* _EXERCISE DETAILS_:
Each line below must be transcribed with no word changed.

Region pointing data

══════════

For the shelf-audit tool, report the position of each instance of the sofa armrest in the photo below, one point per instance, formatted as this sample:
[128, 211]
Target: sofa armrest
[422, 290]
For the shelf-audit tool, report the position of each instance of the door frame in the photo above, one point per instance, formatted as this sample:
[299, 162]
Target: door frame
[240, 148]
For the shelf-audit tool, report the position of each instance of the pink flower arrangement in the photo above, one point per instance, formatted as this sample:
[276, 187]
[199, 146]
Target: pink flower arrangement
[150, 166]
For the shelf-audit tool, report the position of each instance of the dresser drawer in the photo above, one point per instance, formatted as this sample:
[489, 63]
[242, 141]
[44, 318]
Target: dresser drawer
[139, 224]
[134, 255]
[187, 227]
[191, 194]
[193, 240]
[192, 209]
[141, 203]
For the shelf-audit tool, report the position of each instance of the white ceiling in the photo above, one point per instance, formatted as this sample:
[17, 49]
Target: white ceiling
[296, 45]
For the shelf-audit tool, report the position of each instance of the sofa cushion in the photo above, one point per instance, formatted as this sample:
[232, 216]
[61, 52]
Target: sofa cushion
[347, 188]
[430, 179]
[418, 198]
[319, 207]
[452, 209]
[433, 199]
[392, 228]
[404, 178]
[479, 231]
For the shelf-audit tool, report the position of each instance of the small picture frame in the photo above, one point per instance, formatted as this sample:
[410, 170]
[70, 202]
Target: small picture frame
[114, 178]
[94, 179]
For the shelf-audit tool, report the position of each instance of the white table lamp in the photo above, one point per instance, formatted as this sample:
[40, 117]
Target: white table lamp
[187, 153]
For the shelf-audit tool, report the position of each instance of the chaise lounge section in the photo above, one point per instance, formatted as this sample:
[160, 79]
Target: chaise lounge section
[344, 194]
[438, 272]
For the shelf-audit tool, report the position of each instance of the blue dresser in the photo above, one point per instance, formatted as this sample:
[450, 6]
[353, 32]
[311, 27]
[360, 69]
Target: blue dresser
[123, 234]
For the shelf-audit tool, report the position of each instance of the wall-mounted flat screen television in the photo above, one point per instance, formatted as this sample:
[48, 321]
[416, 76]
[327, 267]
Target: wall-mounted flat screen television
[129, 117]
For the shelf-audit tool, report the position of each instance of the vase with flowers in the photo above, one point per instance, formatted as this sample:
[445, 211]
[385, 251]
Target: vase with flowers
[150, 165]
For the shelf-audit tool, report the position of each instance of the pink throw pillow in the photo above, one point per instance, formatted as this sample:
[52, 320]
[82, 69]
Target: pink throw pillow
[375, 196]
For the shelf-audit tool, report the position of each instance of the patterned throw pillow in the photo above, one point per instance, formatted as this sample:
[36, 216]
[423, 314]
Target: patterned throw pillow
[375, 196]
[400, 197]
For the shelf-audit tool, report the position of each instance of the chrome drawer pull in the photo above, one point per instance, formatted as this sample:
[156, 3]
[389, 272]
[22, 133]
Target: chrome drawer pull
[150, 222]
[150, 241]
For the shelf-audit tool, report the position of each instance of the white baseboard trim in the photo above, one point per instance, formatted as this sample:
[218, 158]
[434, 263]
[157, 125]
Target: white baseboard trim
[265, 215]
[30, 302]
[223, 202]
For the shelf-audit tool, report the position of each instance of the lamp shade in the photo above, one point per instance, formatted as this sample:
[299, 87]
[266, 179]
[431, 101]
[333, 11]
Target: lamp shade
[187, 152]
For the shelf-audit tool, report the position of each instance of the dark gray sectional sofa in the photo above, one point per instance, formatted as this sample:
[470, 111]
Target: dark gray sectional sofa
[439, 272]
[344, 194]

══════════

* _RESULT_:
For the shelf-audit tool, report the position of each instance of the sofa armrest in the photo below, one point per instance, formatted as this sample:
[128, 211]
Target: sofa armrest
[422, 290]
For the shelf-audit tool, report the position of each instance of the door frame in the photo above, one point per instance, formatted as this sample:
[299, 162]
Target: door frame
[240, 148]
For the shelf-audit tool, report the position of each instance of the pink flower arrangement in the photo above, one point per instance, formatted as this sample:
[276, 187]
[199, 146]
Target: pink flower arrangement
[150, 166]
For the shelf-audit tool, report the position of each instance of the dresser drawer in the photo above, one point per instance, formatted as this sample:
[489, 63]
[242, 141]
[44, 318]
Target: dresser drawer
[139, 224]
[134, 255]
[187, 227]
[191, 194]
[193, 240]
[192, 209]
[141, 203]
For the shelf-audit tool, report the position of each instance of the white ceiling in the photo above, one point per instance, formatted as this sample:
[17, 49]
Target: white ceiling
[296, 45]
For the shelf-audit tool, report the position of each instance of the sofa cushion in the photo above, one point per instance, formatted as this sample:
[232, 216]
[61, 52]
Target: sofa cushion
[347, 188]
[430, 179]
[418, 198]
[319, 207]
[452, 209]
[433, 199]
[392, 228]
[404, 178]
[479, 231]
For the shelf-audit tool, report the position of each instance of the small picture frame in the photo above, one point per instance, formatted as this sample:
[410, 170]
[70, 202]
Target: small picture frame
[114, 178]
[94, 179]
For the shelf-audit tool, report the position of each instance of the white table lamp in the photo above, one point per instance, formatted as this sample:
[40, 117]
Target: white table lamp
[187, 153]
For the shelf-audit tool, report the position of each instance of the chaise lounge section in the photo above, one point per instance, formatted as this sample:
[160, 79]
Target: chaise lounge section
[344, 194]
[438, 272]
For the shelf-audit tool, report the position of each instance of the blue dresser in the photo above, one point per instance, formatted as this sample:
[450, 6]
[353, 32]
[311, 27]
[360, 69]
Target: blue dresser
[123, 234]
For the shelf-audit tool, report the position of each instance of the wall-mounted flat screen television in the photo above, one point per instance, formatted as this sample:
[48, 321]
[416, 76]
[327, 267]
Target: wall-mounted flat screen television
[129, 117]
For the shelf-audit tool, report the position of each instance of the vase with flowers in the photo above, one point per instance, formatted as this sample:
[445, 211]
[385, 251]
Target: vase with flowers
[150, 165]
For the shelf-audit tool, report the position of each instance of the pink throw pillow in the photo above, one point per instance, formatted as this sample:
[52, 320]
[82, 69]
Target: pink throw pillow
[375, 196]
For the shelf-audit tool, report the position of each instance of the patterned throw pillow in the photo above, one point per instance, formatted as this sample:
[36, 216]
[423, 314]
Target: patterned throw pillow
[375, 196]
[400, 197]
For the shelf-audit tool, report the position of each instance of the chrome drawer pull in the photo above, one point per instance, formatted as this sample:
[156, 3]
[389, 272]
[22, 133]
Target: chrome drawer pull
[150, 222]
[150, 241]
For the shelf-audit tool, report the position of each instance of the white baseboard trim in the photo above, one point per instance, formatted as this sample:
[218, 158]
[434, 263]
[157, 125]
Target: white baseboard trim
[265, 215]
[30, 302]
[223, 202]
For the shelf-audit tool, report the position of each instance of the lamp shade in the photo above, one point per instance, formatted as this sample:
[299, 87]
[266, 179]
[431, 101]
[333, 11]
Target: lamp shade
[187, 152]
For the shelf-audit tool, report the position of each instance of the dark gray sectional sofa in the photo above, one point per instance, formatted as this sample:
[470, 111]
Target: dark gray sectional sofa
[439, 272]
[344, 194]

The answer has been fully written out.